THE INPUT: Begin
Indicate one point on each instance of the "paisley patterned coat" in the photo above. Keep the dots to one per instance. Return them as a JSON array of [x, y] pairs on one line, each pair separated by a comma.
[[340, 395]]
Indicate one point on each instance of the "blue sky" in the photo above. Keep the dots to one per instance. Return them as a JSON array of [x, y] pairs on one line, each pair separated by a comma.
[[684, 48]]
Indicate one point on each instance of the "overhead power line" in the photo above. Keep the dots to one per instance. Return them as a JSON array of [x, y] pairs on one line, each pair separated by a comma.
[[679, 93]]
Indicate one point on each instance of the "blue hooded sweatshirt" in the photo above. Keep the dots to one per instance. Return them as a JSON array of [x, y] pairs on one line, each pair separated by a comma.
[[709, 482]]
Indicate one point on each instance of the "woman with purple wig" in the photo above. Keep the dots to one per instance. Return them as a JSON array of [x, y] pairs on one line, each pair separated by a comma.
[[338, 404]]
THE INPUT: End
■ **YOUR ASSIGNMENT**:
Repeat back all entries verbatim.

■ **SOLUTION FOR THIS PROBLEM**:
Indicate one point on each instance of the "paisley patterned coat" in the photo above. Keep the dots to one per instance. Return them as a JSON array of [x, y] pairs on one line, each pair separated by a comma.
[[340, 395]]
Indicate one point on each instance of the "blue sky" in the photo above. Keep the dots to one per instance. Return them as a JSON array of [x, y] pairs on one line, each pair separated by a comma.
[[684, 48]]
Indicate one point on each instance of the "overhead power line" in the photo above. Keep the dots to one per instance. Return them as a JSON array of [x, y] pairs on one line, each pair separated by a comma.
[[679, 93]]
Indicate one point on each instance of the "blue hooded sweatshirt" in the photo above. Keep the dots to one per instance. Return them as a JSON array of [x, y] pairs on one line, each pair separated by a comma.
[[709, 482]]
Indicate one point on each instance of the "woman with purple wig" in the photo above. Keep the dots to one per instance. Return them as a JSON array of [x, y] pairs on one line, each pair separated by a comma.
[[338, 404]]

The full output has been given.